⟨

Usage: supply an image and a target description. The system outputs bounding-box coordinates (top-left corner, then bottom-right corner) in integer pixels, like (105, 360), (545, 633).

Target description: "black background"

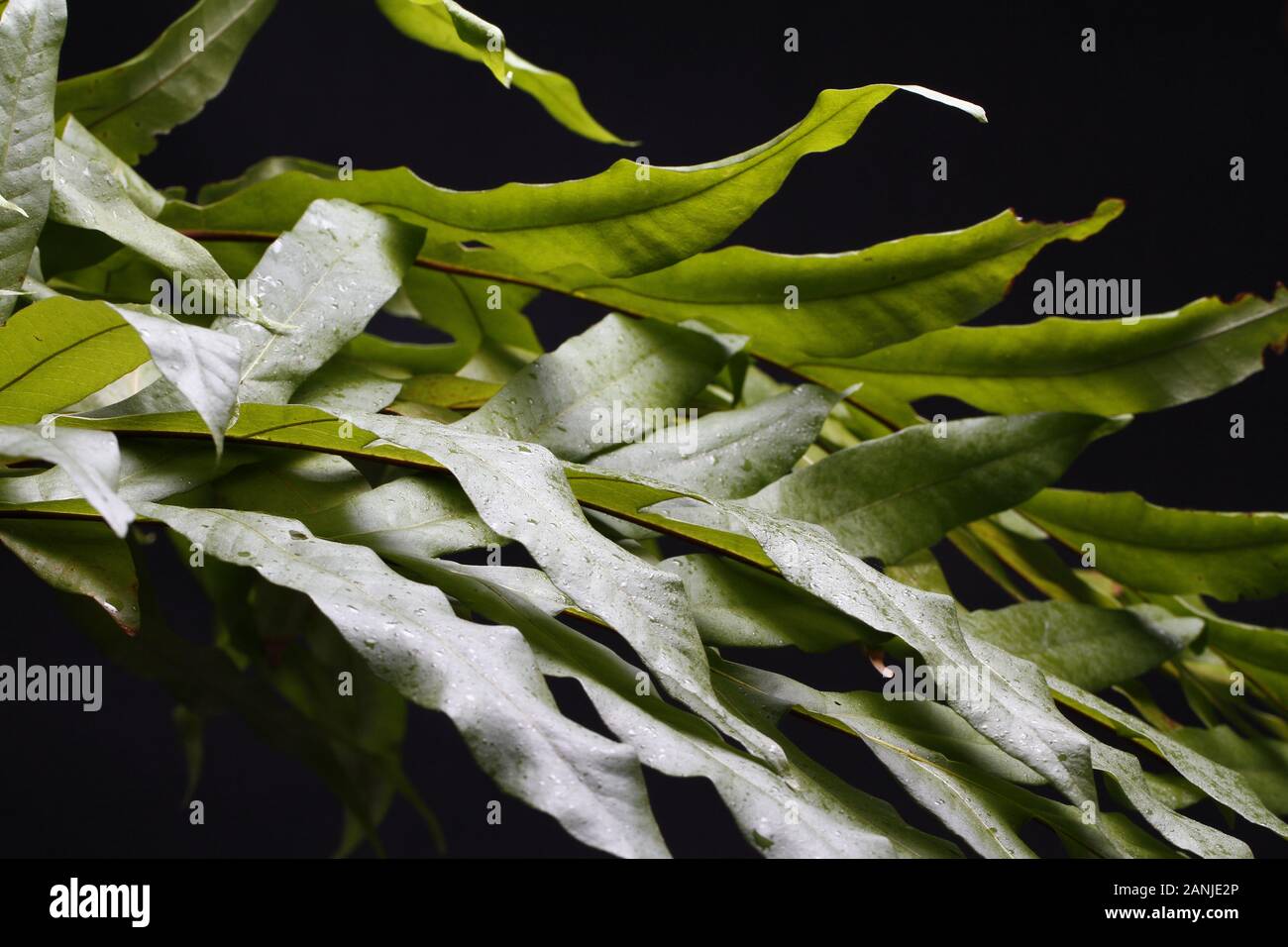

(0, 0), (1288, 856)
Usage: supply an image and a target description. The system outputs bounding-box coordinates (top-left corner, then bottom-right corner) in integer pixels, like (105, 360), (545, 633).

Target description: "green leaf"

(1047, 677), (1288, 837)
(412, 561), (958, 858)
(398, 374), (501, 411)
(161, 85), (983, 275)
(116, 305), (242, 453)
(716, 663), (1120, 858)
(0, 296), (149, 424)
(566, 201), (1124, 370)
(962, 601), (1203, 690)
(291, 356), (404, 414)
(0, 425), (134, 537)
(970, 638), (1250, 858)
(748, 414), (1122, 563)
(376, 0), (631, 145)
(49, 127), (229, 286)
(1024, 489), (1288, 601)
(55, 0), (277, 164)
(206, 453), (370, 519)
(142, 504), (666, 856)
(0, 0), (67, 326)
(847, 286), (1288, 416)
(590, 385), (836, 498)
(0, 519), (139, 634)
(459, 314), (744, 460)
(1169, 727), (1288, 815)
(730, 505), (1095, 804)
(303, 476), (501, 562)
(353, 415), (782, 763)
(660, 556), (881, 652)
(213, 201), (419, 404)
(0, 440), (258, 505)
(1169, 598), (1288, 710)
(58, 115), (166, 218)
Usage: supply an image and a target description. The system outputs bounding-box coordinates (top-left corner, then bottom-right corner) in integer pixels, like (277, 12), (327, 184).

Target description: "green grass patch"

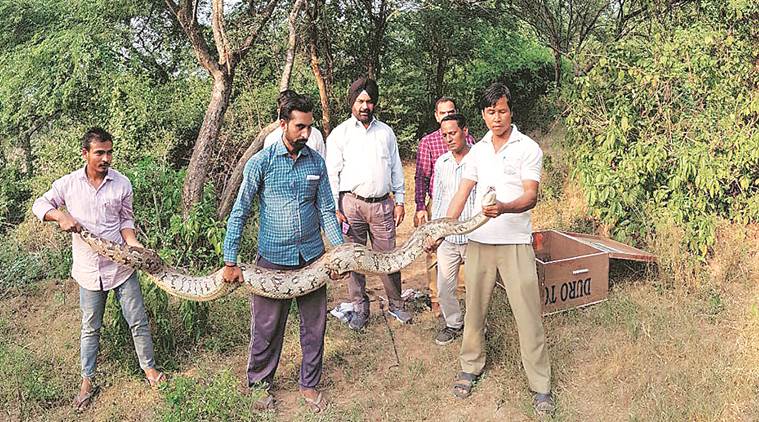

(0, 320), (65, 420)
(156, 370), (274, 422)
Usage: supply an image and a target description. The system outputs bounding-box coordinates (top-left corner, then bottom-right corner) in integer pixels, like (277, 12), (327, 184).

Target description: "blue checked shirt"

(224, 142), (343, 265)
(432, 151), (477, 245)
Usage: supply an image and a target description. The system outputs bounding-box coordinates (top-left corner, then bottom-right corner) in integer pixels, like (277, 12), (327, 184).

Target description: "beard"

(292, 138), (308, 151)
(356, 110), (374, 123)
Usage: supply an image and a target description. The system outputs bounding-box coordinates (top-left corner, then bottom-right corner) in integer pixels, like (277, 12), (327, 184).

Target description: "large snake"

(80, 188), (495, 302)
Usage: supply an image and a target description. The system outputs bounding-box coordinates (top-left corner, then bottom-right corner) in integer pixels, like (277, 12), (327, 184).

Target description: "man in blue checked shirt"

(223, 95), (343, 412)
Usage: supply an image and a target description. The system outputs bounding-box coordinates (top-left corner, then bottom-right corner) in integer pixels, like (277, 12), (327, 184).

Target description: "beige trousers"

(424, 202), (466, 303)
(459, 240), (551, 394)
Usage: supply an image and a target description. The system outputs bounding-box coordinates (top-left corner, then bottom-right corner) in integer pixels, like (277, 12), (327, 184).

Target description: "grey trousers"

(248, 256), (327, 388)
(340, 194), (403, 315)
(79, 271), (155, 378)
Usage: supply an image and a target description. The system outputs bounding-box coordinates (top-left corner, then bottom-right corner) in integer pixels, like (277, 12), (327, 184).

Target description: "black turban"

(348, 78), (379, 107)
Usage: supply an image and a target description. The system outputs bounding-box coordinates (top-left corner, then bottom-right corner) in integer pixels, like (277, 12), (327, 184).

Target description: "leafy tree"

(566, 1), (759, 257)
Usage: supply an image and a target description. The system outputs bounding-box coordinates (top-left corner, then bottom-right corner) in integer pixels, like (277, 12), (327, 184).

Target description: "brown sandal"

(145, 372), (168, 390)
(301, 391), (328, 413)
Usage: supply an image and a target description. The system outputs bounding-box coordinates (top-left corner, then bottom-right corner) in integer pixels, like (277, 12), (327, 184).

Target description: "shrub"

(565, 1), (759, 261)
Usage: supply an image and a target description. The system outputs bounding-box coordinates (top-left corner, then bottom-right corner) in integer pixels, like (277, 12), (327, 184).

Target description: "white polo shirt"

(463, 125), (543, 245)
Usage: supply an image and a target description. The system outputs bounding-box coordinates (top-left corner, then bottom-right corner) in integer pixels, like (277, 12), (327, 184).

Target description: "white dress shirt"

(463, 125), (543, 245)
(262, 126), (327, 158)
(326, 116), (405, 205)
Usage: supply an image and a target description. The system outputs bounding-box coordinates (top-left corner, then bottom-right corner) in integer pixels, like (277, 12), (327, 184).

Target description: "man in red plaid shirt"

(414, 97), (474, 314)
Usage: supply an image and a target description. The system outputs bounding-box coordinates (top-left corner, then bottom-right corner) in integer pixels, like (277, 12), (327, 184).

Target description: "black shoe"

(435, 326), (464, 346)
(348, 312), (369, 331)
(533, 392), (556, 415)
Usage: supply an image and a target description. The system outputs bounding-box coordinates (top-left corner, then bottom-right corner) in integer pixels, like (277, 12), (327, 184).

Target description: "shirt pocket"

(303, 174), (322, 201)
(502, 157), (520, 177)
(102, 196), (121, 224)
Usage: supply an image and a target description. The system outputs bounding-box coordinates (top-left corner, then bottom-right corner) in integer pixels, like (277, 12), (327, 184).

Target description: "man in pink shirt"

(32, 127), (166, 409)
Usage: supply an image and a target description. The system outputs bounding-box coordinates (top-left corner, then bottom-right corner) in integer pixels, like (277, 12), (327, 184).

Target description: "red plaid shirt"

(414, 129), (474, 211)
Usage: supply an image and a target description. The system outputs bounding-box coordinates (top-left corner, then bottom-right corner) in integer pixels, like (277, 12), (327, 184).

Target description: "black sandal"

(453, 372), (479, 399)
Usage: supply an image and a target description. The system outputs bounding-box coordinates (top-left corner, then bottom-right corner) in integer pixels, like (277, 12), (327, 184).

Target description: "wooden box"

(532, 230), (656, 315)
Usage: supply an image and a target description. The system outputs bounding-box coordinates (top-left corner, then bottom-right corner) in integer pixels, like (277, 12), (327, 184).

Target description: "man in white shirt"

(326, 78), (411, 331)
(262, 89), (327, 158)
(448, 83), (554, 413)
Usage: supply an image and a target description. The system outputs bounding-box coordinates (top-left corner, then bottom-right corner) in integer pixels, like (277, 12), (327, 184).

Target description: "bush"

(0, 320), (64, 420)
(565, 1), (759, 256)
(0, 235), (71, 297)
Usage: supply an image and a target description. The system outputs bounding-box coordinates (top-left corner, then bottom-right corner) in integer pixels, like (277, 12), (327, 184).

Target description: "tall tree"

(216, 0), (306, 219)
(165, 0), (277, 216)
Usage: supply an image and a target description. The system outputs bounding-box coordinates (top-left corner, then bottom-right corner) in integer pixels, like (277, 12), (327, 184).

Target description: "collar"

(274, 137), (310, 157)
(480, 123), (522, 145)
(77, 164), (113, 181)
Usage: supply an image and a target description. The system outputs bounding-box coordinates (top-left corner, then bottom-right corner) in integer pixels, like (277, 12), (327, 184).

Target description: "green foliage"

(0, 235), (71, 296)
(565, 2), (759, 257)
(386, 2), (555, 157)
(0, 320), (64, 419)
(157, 370), (271, 422)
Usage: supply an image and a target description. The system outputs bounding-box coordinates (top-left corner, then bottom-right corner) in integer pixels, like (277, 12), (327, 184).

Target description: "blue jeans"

(79, 271), (155, 378)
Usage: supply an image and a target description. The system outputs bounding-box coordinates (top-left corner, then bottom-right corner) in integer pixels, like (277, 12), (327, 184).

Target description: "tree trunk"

(182, 71), (234, 214)
(217, 121), (279, 216)
(435, 55), (446, 101)
(309, 39), (332, 139)
(553, 49), (561, 92)
(279, 0), (304, 92)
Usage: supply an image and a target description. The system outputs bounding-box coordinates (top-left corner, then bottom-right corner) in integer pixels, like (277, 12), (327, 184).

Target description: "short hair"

(435, 97), (456, 111)
(477, 82), (514, 111)
(279, 95), (314, 121)
(82, 126), (113, 151)
(440, 113), (467, 129)
(277, 89), (298, 110)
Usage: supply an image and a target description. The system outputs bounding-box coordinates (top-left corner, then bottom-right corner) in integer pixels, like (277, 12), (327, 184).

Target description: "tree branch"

(164, 0), (219, 75)
(232, 0), (277, 65)
(279, 0), (305, 92)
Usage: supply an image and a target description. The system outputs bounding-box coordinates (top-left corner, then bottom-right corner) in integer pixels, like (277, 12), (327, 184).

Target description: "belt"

(340, 191), (390, 204)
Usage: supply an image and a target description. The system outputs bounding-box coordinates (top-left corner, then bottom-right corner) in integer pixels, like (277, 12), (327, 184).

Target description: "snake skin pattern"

(80, 188), (495, 302)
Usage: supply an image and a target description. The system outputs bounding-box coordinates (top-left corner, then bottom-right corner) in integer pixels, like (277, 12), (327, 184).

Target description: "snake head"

(482, 186), (495, 208)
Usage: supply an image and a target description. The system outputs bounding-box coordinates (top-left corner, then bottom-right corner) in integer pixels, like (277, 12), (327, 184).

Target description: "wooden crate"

(496, 230), (656, 315)
(532, 230), (609, 315)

⟩

YOUR INSTRUCTIONS
Format the listing as a numbered list, from its first line through the line holding "(0, 0), (1288, 856)", inclusive. Skip blank lines and leave out the pictures.

COMPLETE ANSWER
1. Usage: supply an image and a target description. The system outputs bounding-box coordinates (top-left corner, then bottom-right corner) in integer pixels, like (105, 360), (545, 633).
2. Target description: "black background"
3. (0, 0), (1288, 856)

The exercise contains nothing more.